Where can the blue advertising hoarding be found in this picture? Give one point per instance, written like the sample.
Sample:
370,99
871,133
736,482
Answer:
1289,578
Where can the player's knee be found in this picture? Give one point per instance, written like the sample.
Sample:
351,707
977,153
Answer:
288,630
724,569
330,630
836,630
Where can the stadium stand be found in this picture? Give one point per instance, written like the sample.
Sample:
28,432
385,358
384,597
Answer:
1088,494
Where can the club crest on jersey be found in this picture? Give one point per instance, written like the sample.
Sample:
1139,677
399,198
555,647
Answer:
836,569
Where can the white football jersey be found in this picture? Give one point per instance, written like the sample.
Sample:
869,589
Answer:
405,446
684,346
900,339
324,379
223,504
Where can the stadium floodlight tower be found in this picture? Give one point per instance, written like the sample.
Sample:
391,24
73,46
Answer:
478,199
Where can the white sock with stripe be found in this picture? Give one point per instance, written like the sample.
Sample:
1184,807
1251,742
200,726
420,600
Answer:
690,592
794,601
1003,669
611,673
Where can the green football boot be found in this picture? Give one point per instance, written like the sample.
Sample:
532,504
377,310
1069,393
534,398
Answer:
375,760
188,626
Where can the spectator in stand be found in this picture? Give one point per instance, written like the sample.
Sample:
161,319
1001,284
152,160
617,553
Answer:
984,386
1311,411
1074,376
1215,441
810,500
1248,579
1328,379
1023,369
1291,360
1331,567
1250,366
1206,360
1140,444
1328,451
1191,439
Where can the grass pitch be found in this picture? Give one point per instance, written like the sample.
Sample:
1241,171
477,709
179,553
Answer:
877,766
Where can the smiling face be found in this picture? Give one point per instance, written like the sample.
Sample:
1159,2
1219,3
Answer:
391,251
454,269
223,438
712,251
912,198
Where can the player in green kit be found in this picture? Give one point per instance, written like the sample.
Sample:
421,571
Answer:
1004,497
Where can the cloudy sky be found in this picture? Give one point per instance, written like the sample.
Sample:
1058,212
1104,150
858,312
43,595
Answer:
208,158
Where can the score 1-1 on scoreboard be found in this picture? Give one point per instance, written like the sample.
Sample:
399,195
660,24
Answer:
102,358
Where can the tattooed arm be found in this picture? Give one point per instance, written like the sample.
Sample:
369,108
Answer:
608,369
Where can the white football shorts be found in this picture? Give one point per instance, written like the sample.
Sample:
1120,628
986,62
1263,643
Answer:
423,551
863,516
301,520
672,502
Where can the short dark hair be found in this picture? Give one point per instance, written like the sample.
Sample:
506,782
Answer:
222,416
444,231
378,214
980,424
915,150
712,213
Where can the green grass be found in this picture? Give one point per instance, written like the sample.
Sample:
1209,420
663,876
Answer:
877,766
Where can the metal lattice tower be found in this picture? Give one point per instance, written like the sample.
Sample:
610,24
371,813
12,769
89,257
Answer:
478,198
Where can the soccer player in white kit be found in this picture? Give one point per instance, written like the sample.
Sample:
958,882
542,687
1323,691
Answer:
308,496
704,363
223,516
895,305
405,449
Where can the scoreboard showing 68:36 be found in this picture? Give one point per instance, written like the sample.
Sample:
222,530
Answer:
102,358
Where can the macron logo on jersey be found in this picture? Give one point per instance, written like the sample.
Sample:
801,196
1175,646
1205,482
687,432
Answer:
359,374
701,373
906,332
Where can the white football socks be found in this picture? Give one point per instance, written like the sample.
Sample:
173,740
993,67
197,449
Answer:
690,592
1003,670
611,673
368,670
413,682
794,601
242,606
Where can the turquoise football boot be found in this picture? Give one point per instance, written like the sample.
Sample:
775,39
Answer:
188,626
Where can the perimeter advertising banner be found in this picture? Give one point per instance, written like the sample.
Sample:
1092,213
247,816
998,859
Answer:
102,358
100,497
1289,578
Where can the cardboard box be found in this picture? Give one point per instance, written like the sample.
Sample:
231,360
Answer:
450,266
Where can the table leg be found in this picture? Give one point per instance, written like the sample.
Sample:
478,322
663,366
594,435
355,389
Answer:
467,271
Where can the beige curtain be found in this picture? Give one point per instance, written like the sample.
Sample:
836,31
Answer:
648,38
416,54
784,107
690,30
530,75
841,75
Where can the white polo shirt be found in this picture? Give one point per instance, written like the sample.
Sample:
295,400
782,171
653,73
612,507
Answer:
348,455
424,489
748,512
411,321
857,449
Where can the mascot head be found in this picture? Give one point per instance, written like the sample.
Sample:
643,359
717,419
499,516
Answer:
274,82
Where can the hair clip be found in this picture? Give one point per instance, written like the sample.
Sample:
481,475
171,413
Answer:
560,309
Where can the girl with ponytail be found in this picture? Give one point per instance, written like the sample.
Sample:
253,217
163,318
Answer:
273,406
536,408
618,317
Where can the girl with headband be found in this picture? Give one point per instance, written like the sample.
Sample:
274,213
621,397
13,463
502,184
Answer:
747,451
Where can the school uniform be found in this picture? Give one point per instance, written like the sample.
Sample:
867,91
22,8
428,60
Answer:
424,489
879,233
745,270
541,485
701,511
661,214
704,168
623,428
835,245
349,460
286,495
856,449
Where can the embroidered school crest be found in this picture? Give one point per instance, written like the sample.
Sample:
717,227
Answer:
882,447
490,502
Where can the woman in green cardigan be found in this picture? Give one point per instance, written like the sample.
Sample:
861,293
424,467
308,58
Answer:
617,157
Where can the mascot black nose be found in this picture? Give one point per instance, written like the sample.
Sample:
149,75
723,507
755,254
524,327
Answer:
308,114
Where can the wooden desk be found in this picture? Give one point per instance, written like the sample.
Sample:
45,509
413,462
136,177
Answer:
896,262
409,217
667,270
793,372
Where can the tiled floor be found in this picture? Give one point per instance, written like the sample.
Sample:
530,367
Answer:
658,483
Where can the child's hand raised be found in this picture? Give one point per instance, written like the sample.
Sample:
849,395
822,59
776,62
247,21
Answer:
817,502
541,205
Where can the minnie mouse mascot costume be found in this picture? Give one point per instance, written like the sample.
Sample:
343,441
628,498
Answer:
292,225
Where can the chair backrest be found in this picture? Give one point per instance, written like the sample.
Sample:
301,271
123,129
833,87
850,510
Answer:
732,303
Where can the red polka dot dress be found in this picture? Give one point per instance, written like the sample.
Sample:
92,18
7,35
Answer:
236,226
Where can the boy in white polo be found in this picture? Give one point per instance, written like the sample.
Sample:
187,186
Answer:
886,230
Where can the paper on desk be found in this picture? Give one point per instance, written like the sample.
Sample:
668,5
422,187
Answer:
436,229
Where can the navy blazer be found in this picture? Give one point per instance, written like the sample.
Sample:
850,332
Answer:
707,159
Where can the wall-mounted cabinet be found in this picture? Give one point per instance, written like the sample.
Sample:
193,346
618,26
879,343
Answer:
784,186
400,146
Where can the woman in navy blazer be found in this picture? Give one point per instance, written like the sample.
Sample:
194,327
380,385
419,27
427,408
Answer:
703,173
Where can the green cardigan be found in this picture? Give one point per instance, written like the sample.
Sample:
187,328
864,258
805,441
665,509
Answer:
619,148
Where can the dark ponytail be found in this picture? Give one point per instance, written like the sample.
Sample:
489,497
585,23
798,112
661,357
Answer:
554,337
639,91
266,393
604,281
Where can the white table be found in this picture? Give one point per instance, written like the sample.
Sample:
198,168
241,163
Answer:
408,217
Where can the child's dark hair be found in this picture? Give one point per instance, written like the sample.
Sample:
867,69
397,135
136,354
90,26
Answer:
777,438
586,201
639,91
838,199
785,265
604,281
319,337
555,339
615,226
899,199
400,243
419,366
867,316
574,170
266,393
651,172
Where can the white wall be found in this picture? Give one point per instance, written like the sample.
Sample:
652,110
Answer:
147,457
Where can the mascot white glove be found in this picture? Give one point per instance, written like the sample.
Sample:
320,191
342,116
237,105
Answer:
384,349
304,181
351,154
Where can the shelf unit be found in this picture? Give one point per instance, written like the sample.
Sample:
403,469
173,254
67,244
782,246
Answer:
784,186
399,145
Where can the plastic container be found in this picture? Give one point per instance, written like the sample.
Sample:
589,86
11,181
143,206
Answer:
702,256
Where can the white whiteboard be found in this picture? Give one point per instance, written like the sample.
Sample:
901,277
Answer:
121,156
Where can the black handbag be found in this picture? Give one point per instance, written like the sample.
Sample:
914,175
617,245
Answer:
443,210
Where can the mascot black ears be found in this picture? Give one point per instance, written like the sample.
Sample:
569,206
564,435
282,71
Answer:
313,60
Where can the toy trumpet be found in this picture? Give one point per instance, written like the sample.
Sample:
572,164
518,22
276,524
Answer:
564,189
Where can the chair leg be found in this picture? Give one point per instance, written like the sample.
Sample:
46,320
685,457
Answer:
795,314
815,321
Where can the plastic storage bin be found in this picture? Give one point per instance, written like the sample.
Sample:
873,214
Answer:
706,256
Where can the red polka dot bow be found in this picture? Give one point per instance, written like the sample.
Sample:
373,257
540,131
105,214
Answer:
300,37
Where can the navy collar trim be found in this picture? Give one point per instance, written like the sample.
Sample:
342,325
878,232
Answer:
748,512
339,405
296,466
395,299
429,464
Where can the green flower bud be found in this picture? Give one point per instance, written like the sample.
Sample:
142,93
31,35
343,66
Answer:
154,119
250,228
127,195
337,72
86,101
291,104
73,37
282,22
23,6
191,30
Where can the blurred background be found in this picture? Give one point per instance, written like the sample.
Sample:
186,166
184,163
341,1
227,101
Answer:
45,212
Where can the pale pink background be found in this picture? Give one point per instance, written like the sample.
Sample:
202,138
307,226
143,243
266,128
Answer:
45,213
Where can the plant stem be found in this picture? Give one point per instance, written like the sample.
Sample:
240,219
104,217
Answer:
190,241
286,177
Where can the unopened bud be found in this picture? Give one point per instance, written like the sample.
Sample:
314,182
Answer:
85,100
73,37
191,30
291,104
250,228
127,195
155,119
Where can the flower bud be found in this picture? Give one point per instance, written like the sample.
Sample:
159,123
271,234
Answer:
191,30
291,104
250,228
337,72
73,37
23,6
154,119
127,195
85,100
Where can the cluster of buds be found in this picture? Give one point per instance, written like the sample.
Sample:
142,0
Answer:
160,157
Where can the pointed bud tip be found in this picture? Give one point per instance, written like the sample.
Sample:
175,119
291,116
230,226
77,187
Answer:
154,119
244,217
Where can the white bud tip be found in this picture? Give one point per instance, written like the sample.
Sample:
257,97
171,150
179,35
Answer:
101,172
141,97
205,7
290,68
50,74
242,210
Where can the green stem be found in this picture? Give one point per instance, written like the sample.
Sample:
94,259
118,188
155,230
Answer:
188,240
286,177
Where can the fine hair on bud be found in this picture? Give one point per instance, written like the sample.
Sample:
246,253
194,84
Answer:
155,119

______________________________

- **Task instructions**: Write down only the number of lines above where the word "player" occurs.

- **Solution for this task**: 3